Stated exercise:
Rewrite each of the entries below, putting "central point" wherever "innermost point" appears and changing nothing else. Leave the pictures out of your answer.

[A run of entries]
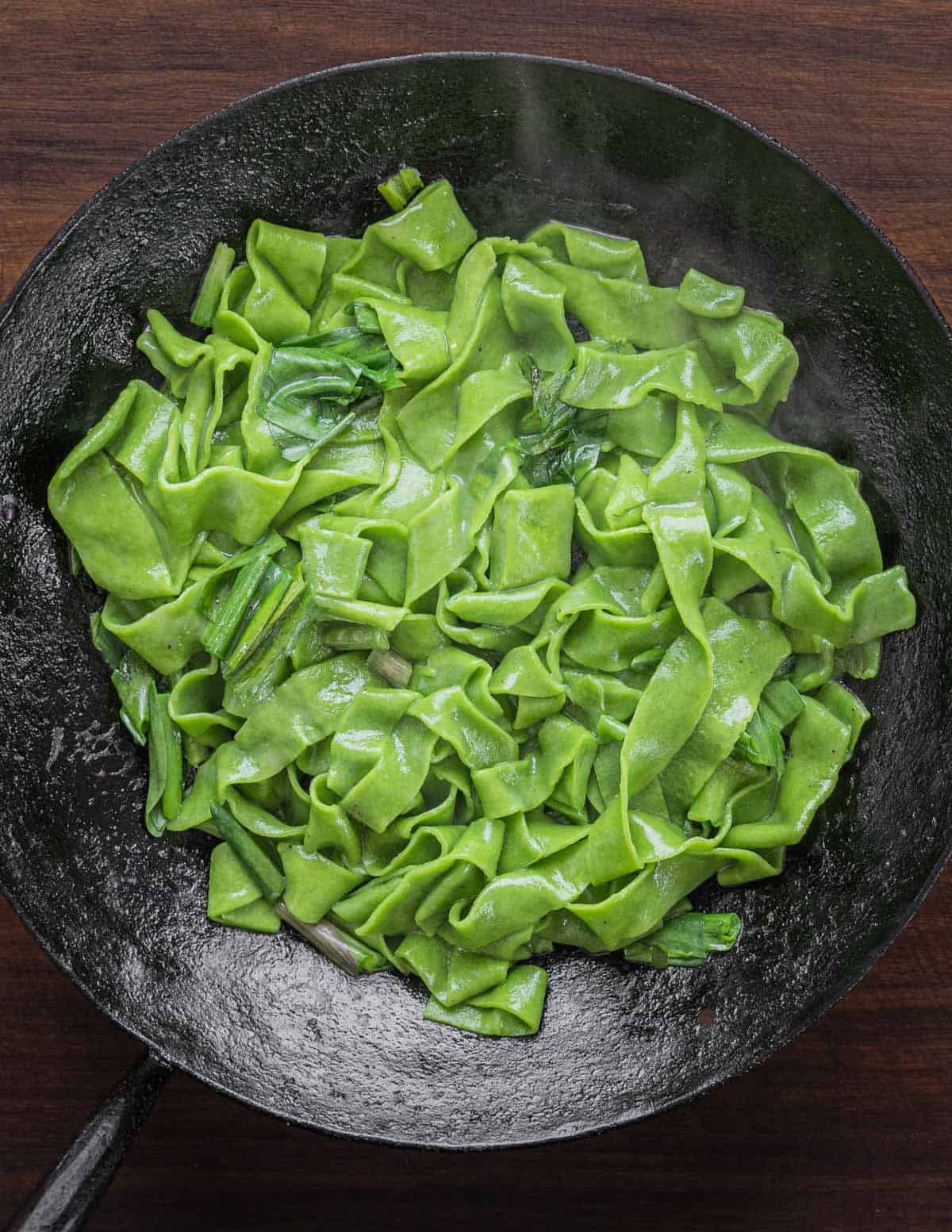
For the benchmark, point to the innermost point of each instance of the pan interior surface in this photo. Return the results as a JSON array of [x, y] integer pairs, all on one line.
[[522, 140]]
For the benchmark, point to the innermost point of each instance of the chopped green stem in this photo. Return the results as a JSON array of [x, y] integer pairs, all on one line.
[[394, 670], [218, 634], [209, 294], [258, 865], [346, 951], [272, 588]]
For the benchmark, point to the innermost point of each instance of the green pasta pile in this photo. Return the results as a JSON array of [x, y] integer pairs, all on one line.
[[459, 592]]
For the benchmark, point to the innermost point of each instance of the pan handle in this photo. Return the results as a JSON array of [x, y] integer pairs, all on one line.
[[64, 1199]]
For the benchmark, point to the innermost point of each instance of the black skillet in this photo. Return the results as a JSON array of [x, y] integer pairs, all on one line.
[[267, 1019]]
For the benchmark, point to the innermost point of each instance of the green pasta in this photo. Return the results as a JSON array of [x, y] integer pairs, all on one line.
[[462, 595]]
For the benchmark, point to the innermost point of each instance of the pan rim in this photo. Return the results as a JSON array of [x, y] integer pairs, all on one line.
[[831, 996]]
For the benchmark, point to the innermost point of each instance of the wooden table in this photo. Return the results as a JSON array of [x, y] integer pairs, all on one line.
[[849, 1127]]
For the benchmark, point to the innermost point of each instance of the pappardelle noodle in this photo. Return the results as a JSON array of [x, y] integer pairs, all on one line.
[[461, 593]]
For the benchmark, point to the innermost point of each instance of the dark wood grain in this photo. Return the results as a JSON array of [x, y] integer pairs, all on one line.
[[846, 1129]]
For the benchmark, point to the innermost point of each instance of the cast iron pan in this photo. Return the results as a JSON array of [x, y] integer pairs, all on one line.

Reply:
For the benchmark, point to the central point of each instance of the pan interior surface in this photo. Return the results as a JSON array of [x, y] integer pairs, all on one line.
[[522, 140]]
For the benchmark, point to the central point of each instance of the chopped green stem in this photo. Return the results as a JSON array of [x, y] integer pairs, all on one line.
[[394, 670], [218, 634], [209, 294], [258, 865], [346, 951], [272, 588]]
For the benchmark, point to the central point of each instance of the green pasta pile in this photo. Return the results as a JSON array of [x, y] integer pairs, all on one line.
[[459, 592]]
For the benchmark, point to the central point of each instance of the pan handle in this photo. Return the results as a JSON array of [x, y] integer pairs, all on one line.
[[64, 1199]]
For the benchmark, point to the central point of each instance of the black skillet in this photo. Return the results as a JSON array of [x, y] integer pairs, all on one line.
[[267, 1019]]
For the benchmark, point to the central point of each instance of the green pasta in this photo. Return the results as a JSON array of [x, y] integer pairs, all on one line.
[[462, 595]]
For the benchmark, point to the central point of each instance of the pan rim in this photo. Return the results as a JSON array of [x, y] integer pairs, all on one line.
[[831, 996]]
For the benchmark, point to the central point of each instance of the wooden table in this photo. Return the results as a JSON array of [x, y] integer pairs, all on one line.
[[849, 1127]]
For the benchmark, point to the central point of each instance of the pappardelle noodle in this photo. Return the results as a JSON array of [x, y] integer pairs, all on one line.
[[461, 593]]
For the benchmark, point to the central point of each instance of the dark wood grain in this photo. Return the results as a JSON array of [x, y] integer pairs, all on one line.
[[846, 1129]]
For the benchmark, point to the central point of each instance of the cast iron pan in this photo. Return the results as a JSON array of [x, y] integer pairs, all on one line.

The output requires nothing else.